### SELECTED EXCERPT

# Question about 00 scale



## Tata lok (Nov 22, 2013)

Hello,
I have a question: does a 00 scale train runs on H0 scale tracks (Fleischmann profigleise for example)? I want to know if a Hornby 00 locomotive runs on H0 scale tracks.

Thanks!!

P.S. I'm going to register on the european Model Rail forum and also ask there.


----------



## markgrecco (May 27, 2013)

Considering Peco sells their track as HO/OO then I would say yes. The model scale is slightly different (1:87 for HO and 1:76 for OO) but the track gauge (distance between the rails) is the same.


----------



## brownwolf66 (Jul 9, 2013)

Yes,any Hornby locomotive or running stock will run on HO track.


----------



## davy crockett (Apr 14, 2013)

Yes no problem. I run American stock on oo.


----------



## Tata lok (Nov 22, 2013)

Thanks!
I saw on Vectis.uk some interesting locos:hornby 00, hornby dublo,2rail,3rail,wrenn,bachmann 00,liliput,trix 00.
Please tell me if these locos are suitable for H0 tracks.
Thanks!!


----------



## davy crockett (Apr 14, 2013)

Yes all ok with the exception of 3 rail


----------



## Tata lok (Nov 22, 2013)

Thanks!


----------



## Luke 221 (Feb 12, 2013)

### DATA RECORDS
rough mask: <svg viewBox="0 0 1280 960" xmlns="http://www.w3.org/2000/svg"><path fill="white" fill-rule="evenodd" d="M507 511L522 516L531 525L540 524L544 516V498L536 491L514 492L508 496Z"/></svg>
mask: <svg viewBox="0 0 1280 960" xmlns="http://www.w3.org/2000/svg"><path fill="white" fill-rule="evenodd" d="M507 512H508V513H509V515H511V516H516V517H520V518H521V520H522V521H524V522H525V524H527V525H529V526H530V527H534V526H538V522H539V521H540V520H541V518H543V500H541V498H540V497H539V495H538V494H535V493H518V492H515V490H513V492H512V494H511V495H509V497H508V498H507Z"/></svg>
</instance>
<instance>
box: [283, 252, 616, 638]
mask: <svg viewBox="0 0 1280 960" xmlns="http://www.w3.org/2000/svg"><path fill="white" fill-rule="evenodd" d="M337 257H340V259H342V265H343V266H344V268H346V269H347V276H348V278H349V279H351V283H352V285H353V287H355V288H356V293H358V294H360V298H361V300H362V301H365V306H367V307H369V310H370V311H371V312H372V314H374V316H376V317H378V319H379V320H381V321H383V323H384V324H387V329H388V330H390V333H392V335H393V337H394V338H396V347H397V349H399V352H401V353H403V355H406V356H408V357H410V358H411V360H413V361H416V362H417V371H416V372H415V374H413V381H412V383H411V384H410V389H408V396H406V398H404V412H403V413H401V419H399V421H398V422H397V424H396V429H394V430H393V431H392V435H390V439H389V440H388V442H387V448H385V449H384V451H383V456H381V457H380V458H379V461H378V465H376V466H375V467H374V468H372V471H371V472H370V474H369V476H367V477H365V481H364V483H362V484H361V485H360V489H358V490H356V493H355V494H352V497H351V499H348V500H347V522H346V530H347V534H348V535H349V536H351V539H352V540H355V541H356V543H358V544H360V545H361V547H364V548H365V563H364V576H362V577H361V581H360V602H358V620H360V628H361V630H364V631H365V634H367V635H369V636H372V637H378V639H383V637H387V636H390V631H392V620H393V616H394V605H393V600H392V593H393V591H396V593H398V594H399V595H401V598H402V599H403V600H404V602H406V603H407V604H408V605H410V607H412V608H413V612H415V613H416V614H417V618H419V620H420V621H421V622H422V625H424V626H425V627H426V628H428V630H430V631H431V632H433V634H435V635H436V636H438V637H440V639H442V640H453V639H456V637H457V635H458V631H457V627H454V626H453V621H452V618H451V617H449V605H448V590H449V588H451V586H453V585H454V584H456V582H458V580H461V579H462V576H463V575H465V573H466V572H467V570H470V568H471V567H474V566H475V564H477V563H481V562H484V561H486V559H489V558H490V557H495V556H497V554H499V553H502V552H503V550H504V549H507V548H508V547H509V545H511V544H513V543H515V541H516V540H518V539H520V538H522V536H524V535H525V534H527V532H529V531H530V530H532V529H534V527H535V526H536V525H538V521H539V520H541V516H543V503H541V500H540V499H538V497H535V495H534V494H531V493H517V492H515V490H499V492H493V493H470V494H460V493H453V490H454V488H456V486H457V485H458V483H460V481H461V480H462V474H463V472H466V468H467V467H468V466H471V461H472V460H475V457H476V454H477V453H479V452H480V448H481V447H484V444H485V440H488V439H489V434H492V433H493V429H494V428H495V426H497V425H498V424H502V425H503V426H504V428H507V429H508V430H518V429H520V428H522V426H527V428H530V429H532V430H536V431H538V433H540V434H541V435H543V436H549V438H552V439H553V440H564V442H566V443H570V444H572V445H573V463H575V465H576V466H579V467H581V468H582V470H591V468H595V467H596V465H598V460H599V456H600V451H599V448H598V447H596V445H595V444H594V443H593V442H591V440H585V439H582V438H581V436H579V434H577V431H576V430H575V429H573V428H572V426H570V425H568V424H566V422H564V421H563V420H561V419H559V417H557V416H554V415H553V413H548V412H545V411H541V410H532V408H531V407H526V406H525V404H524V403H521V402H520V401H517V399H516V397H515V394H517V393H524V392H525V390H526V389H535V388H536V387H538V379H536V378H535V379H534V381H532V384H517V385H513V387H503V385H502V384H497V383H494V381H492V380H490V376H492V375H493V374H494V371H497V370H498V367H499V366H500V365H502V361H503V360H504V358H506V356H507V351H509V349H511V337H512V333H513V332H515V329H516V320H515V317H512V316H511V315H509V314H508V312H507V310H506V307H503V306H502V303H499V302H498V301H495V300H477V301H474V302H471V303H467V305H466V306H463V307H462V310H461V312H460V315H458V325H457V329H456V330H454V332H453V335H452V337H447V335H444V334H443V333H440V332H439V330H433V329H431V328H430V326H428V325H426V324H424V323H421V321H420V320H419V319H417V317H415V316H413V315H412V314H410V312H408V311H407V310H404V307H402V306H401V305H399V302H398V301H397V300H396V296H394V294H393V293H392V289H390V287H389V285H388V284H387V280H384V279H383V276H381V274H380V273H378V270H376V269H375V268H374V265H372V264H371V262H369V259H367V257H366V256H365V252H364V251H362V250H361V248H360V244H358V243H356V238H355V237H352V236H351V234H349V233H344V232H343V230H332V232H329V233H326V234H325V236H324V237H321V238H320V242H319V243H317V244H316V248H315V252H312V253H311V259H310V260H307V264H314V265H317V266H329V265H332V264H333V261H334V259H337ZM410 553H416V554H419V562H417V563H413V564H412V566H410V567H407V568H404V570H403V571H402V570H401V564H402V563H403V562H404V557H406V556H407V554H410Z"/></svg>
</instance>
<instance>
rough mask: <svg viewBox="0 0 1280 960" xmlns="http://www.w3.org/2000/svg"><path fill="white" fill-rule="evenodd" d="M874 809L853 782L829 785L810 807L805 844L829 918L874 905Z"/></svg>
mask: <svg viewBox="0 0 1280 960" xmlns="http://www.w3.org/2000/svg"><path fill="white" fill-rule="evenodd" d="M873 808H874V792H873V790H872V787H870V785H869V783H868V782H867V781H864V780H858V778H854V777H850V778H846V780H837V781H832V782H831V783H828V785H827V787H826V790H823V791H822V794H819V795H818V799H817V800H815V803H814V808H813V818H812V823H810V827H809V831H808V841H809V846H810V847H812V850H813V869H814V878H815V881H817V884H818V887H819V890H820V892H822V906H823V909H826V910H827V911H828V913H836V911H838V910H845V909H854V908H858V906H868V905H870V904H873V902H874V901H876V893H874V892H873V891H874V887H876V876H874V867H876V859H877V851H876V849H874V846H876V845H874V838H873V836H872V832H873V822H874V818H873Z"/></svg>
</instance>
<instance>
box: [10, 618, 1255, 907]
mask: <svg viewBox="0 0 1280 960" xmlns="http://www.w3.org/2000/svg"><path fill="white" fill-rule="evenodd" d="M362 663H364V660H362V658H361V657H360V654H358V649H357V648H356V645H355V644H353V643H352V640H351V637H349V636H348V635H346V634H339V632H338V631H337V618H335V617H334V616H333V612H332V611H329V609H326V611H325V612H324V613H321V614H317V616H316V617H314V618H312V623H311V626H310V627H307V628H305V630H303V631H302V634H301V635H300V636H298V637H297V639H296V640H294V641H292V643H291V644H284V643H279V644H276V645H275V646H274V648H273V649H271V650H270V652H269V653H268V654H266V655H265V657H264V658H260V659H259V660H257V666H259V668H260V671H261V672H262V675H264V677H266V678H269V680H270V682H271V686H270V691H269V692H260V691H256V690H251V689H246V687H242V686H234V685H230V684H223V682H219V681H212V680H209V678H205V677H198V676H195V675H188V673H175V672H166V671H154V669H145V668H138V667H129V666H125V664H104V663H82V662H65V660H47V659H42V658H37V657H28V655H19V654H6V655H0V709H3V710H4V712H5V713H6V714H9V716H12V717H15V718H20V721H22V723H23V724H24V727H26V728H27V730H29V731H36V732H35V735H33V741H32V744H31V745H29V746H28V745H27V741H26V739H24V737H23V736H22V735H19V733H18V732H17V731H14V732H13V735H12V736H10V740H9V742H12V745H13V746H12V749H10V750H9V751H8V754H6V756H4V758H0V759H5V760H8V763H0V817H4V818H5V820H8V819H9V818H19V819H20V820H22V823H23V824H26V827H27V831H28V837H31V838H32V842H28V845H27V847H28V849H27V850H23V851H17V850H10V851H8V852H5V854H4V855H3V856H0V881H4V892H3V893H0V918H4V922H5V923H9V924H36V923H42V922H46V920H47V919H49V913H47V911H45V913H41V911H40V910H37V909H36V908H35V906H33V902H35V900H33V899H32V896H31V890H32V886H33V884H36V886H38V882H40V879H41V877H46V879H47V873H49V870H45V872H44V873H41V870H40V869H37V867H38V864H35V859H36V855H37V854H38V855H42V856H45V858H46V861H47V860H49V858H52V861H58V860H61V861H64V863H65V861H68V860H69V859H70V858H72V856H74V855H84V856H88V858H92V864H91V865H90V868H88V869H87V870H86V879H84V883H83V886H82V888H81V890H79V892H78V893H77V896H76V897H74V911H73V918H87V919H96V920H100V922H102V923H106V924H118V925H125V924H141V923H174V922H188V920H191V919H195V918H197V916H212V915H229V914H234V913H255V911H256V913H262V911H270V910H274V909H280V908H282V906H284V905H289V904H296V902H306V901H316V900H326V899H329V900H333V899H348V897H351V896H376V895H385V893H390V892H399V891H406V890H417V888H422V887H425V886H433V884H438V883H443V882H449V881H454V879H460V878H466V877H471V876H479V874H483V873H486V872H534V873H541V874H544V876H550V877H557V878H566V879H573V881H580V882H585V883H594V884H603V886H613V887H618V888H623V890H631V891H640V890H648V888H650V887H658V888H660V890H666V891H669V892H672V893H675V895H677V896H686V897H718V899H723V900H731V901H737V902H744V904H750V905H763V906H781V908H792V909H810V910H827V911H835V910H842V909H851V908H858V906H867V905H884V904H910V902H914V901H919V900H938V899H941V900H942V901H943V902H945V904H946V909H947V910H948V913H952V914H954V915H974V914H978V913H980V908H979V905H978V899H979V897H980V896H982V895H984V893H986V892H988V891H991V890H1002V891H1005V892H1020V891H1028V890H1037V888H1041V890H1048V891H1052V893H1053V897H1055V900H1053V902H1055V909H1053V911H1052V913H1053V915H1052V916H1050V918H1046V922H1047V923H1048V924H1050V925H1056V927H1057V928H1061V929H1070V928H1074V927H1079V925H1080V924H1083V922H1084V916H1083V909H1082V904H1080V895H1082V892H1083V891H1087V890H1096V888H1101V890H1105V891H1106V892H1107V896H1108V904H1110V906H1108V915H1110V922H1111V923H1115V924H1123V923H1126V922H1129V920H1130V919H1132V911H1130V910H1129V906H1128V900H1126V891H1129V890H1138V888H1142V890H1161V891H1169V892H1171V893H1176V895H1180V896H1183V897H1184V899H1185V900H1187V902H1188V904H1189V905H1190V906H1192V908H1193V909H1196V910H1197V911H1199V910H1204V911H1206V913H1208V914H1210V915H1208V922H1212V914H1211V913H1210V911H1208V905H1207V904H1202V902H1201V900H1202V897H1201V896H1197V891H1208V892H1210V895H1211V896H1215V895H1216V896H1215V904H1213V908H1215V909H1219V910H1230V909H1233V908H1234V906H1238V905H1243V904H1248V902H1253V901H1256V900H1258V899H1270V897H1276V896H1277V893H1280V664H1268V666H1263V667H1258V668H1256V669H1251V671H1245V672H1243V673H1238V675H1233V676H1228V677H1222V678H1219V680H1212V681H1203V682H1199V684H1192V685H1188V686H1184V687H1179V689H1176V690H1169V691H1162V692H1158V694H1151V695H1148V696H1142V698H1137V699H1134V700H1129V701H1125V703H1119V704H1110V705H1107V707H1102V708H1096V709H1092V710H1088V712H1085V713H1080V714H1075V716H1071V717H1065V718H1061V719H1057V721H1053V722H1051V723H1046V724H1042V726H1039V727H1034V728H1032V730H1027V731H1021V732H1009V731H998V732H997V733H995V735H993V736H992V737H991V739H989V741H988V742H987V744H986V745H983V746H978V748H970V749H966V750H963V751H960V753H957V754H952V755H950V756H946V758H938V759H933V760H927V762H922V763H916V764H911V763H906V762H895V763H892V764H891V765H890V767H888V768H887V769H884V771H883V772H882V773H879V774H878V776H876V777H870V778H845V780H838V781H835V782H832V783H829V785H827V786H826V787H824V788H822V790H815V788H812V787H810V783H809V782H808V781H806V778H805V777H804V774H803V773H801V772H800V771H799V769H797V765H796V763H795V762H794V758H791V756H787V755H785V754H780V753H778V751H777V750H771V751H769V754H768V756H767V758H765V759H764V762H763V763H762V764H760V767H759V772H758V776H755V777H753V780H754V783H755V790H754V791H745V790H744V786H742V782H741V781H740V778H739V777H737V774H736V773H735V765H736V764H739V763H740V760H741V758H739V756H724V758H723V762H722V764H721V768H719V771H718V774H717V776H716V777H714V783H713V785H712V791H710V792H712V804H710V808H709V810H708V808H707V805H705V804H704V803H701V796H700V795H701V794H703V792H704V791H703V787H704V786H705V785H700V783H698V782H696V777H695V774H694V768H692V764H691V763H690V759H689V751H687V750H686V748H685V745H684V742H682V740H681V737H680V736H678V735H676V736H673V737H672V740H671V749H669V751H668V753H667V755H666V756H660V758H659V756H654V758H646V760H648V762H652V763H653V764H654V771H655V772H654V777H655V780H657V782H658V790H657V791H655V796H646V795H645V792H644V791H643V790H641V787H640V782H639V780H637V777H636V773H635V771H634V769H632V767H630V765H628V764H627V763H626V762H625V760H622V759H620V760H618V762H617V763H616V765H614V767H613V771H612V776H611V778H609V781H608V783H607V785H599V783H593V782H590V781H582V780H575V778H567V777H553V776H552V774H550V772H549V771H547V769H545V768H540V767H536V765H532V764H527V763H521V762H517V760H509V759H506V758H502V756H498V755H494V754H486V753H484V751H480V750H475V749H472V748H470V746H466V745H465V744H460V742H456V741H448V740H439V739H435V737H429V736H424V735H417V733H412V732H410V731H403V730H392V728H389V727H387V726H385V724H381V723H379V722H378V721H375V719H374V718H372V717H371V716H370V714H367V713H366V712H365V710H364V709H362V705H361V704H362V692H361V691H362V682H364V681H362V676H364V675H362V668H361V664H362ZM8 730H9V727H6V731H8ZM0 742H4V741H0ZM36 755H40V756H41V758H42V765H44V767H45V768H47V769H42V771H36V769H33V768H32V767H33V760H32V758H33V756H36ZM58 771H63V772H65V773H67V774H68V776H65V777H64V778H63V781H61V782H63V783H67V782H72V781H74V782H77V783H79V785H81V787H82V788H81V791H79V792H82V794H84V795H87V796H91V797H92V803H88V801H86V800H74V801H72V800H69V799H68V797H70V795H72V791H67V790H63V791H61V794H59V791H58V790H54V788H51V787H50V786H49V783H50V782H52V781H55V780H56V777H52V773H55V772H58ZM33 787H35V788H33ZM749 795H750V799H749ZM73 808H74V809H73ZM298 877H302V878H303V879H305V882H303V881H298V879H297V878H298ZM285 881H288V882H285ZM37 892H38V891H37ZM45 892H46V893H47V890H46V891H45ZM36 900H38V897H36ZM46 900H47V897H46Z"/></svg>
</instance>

### PROBLEMS TO WORK ON
1. In the entries, starting at their first line and ending at the line that contains "box: [283, 252, 616, 638]", rename "rough mask" to "coarse mask". Give those lines with nothing else altered.
2. Take the forum thread about running 00 scale trains on H0 track further, starting from the point at which it stops.

### RESPONSES PER TASK
1.
coarse mask: <svg viewBox="0 0 1280 960" xmlns="http://www.w3.org/2000/svg"><path fill="white" fill-rule="evenodd" d="M507 511L522 516L531 525L540 524L544 516V498L536 491L514 492L508 496Z"/></svg>
mask: <svg viewBox="0 0 1280 960" xmlns="http://www.w3.org/2000/svg"><path fill="white" fill-rule="evenodd" d="M507 512H508V513H509V515H511V516H516V517H520V518H521V520H522V521H524V522H525V524H527V525H529V526H530V527H534V526H538V522H539V521H540V520H541V518H543V500H541V498H540V497H539V495H538V494H535V493H518V492H515V490H513V492H512V494H511V495H509V497H508V498H507Z"/></svg>
</instance>
<instance>
box: [283, 252, 616, 638]

2.
Where you run into a problem is the older Hornby Dublo, and the early Triang stuff. Certain Dublo had metal wheels, which were not insulated (similar to Lionel 3 rail). Later dublo rolling stock had plastic wheels. Early triang had large wheel flanges which will hit the sleepers or ties on code 100 track. Before super 4 track, Triang had taller rails. I try to buy only Hornby or Triang hornby, or any other OO brand made after about 1972.


----------



## george (Jun 18, 2013)

Let me expand on Luke's comments. CURRENT production of UK models by Hornby, Bachmann, Dapol, Heljan and kits from Ratio, Parkside-Dundas, Cooper-Craft ALL work well on code 100, USA code 83, and even Peco code 75. Locos, coaches & wagons (cars). HOWEVER, a lot of the OO scale stuff you see on E-bay, etc. are people getting rid or earlier stuff that had oversize wheels and, more importantly, seriously inadequate motors. Stick with the new stuff - it's light year's better. Just my opinion.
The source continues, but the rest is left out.